━━ DATA IN THIS EXERCISE
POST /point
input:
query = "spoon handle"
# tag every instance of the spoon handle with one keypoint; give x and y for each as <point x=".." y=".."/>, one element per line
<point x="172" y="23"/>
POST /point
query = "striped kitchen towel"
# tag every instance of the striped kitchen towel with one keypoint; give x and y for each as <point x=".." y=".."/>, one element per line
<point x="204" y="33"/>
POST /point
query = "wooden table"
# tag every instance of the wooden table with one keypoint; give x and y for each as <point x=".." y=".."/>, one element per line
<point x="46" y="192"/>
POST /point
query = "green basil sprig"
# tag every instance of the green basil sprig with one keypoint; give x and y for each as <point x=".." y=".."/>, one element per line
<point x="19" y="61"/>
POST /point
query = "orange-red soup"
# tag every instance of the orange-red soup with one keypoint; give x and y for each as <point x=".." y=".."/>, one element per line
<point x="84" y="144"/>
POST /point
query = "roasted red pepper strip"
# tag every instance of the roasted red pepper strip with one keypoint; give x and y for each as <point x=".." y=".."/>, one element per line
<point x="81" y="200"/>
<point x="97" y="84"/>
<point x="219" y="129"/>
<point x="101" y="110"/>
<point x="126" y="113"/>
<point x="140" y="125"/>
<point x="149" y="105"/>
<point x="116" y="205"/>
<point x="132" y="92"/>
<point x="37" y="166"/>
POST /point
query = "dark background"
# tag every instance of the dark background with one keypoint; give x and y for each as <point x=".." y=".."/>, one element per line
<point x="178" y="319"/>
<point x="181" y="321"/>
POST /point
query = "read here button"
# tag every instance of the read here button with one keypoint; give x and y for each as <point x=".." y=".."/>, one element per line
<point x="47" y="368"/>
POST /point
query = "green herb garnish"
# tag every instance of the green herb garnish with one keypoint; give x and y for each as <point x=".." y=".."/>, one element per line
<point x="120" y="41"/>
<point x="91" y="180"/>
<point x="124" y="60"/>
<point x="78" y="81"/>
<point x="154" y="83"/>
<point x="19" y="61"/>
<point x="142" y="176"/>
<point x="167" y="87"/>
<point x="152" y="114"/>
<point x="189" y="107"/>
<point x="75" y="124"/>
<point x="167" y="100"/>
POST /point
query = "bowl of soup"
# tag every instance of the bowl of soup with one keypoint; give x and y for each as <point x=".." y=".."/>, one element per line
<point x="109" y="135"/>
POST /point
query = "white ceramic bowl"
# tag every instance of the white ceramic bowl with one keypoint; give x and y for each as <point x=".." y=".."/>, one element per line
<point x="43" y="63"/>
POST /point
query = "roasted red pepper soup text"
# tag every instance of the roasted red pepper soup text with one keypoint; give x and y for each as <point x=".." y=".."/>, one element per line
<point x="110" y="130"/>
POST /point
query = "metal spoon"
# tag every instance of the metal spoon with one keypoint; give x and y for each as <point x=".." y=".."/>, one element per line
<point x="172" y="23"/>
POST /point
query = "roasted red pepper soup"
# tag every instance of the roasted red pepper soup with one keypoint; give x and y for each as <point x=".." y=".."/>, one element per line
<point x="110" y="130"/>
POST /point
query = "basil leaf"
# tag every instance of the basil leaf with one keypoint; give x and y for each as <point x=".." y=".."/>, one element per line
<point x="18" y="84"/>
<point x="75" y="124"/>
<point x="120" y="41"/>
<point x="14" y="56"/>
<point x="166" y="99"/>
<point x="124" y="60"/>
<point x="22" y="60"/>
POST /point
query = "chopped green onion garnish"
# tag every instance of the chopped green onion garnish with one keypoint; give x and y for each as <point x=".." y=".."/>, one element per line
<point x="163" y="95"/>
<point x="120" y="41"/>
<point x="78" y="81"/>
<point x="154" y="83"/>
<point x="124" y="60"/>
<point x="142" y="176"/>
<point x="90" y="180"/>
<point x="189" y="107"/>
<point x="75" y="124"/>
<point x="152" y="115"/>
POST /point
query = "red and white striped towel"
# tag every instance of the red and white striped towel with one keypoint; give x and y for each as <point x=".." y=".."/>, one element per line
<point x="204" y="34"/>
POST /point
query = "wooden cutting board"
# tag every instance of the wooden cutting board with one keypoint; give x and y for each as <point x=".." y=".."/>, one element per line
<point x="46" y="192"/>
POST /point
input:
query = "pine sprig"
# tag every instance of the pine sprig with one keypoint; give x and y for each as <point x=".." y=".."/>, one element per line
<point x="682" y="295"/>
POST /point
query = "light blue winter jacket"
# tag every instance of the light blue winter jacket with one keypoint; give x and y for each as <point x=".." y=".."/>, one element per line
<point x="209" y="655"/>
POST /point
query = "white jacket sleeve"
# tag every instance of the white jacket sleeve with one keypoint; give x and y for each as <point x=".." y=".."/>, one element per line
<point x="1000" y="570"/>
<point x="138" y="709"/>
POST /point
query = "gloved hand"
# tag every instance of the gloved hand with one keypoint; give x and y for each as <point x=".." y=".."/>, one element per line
━━━━
▶ PROBLEM
Transcribe each entry verbatim, leaving none out.

▶ RESPONSE BOX
POST /point
input:
query = "spoon handle"
# tag every instance of the spoon handle with one keypoint; give x and y for each as <point x=".." y=".."/>, one element per line
<point x="172" y="23"/>
POST /point
query = "striped kitchen towel"
# tag every instance of the striped kitchen towel with one keypoint; give x and y for each as <point x=".." y=".."/>, one element per line
<point x="204" y="33"/>
POST /point
query = "wooden table"
# tag every instance of the wooden table with one keypoint; give x and y for each as <point x=".." y=".."/>, one element per line
<point x="46" y="192"/>
POST /point
query = "green basil sprig"
# tag every instance of the green basil sprig with one keypoint; give x and y for each as <point x=".." y=".."/>, one element per line
<point x="19" y="61"/>
POST /point
query = "orange-red soup"
# tag every instance of the orange-red soup with one keypoint; give x and y for each as <point x=".." y=".."/>, one element per line
<point x="84" y="144"/>
POST /point
query = "roasted red pepper strip"
# tag every instance of the roasted red pepper strip with one keypoint; give x and y for each as <point x=".." y=".."/>, one element per line
<point x="81" y="200"/>
<point x="97" y="84"/>
<point x="219" y="129"/>
<point x="101" y="110"/>
<point x="126" y="113"/>
<point x="140" y="125"/>
<point x="149" y="105"/>
<point x="116" y="205"/>
<point x="132" y="92"/>
<point x="37" y="166"/>
POST /point
query = "dark background"
# tag every instance of the dark background with one keypoint; give x and y for each as <point x=".." y=".."/>, one element per line
<point x="178" y="319"/>
<point x="181" y="321"/>
POST /point
query = "read here button"
# tag every instance of the read here button with one keypoint; give x and y for each as <point x=".." y=".."/>, one element per line
<point x="47" y="368"/>
POST /point
query = "green herb garnish"
# tag every instance of the green herb garnish with one keypoint; give x and y for each as <point x=".." y=".."/>, one element per line
<point x="120" y="41"/>
<point x="91" y="180"/>
<point x="124" y="60"/>
<point x="78" y="81"/>
<point x="154" y="83"/>
<point x="19" y="61"/>
<point x="142" y="176"/>
<point x="167" y="87"/>
<point x="152" y="114"/>
<point x="189" y="107"/>
<point x="75" y="124"/>
<point x="167" y="100"/>
POST /point
query = "bowl of soup"
# tag every instance of the bowl of soup with one keypoint; give x and y for each as <point x=".." y=".."/>, one element per line
<point x="109" y="135"/>
POST /point
query = "white ceramic bowl"
# tag every instance of the white ceramic bowl with one keypoint; give x and y for each as <point x=".." y=".."/>, one element per line
<point x="43" y="63"/>
POST /point
query = "roasted red pepper soup text"
# tag every instance of the roasted red pepper soup text with one keypoint; give x and y for each as <point x=".." y=".."/>, one element per line
<point x="110" y="130"/>
POST /point
query = "metal spoon"
# tag every instance of the metal spoon with one keypoint; give x and y for each as <point x=".." y=".."/>, one element per line
<point x="172" y="23"/>
POST /point
query = "roasted red pepper soup"
# tag every instance of the roasted red pepper soup with one keypoint; give x and y for each as <point x=".." y=".."/>, one element per line
<point x="110" y="130"/>
POST /point
query = "basil leaf"
# tag every instance of the basil leaf with one keypoint; give x and y for each as <point x=".." y=".."/>, one element per line
<point x="18" y="84"/>
<point x="75" y="124"/>
<point x="120" y="41"/>
<point x="14" y="56"/>
<point x="166" y="99"/>
<point x="124" y="60"/>
<point x="22" y="60"/>
POST /point
query = "chopped green onion garnish"
# tag every instance of the chopped green onion garnish with one keypoint; give x and y for each as <point x=".." y=".."/>, one element per line
<point x="163" y="95"/>
<point x="120" y="41"/>
<point x="78" y="81"/>
<point x="154" y="83"/>
<point x="124" y="60"/>
<point x="142" y="176"/>
<point x="90" y="180"/>
<point x="189" y="107"/>
<point x="75" y="124"/>
<point x="152" y="115"/>
POST /point
query = "red and white striped towel"
# tag every instance of the red and white striped towel with one keypoint; give x and y for each as <point x=".." y=".."/>, one element per line
<point x="204" y="34"/>
POST /point
query = "wooden cutting board"
# tag every instance of the wooden cutting board with one keypoint; give x and y for each as <point x=".." y=".."/>, one element per line
<point x="46" y="192"/>
POST /point
input:
query = "pine sprig"
# tag every instance of the pine sprig with one keypoint; give x and y for each as <point x=".." y=".."/>, one element per line
<point x="682" y="295"/>
POST /point
query = "light blue winter jacket"
# tag every instance of the light blue winter jacket with one keypoint; give x and y for each as <point x=".." y=".."/>, one element per line
<point x="209" y="655"/>
POST /point
query = "white jacket sleeve"
# tag every instance of the white jacket sleeve with one keypoint; give x and y for each as <point x=".." y=".."/>, one element per line
<point x="1000" y="570"/>
<point x="138" y="709"/>
POST /point
query = "gloved hand"
# tag every instance of the gloved hand with one keypoint; give x and y for each as <point x=".." y=".."/>, one element per line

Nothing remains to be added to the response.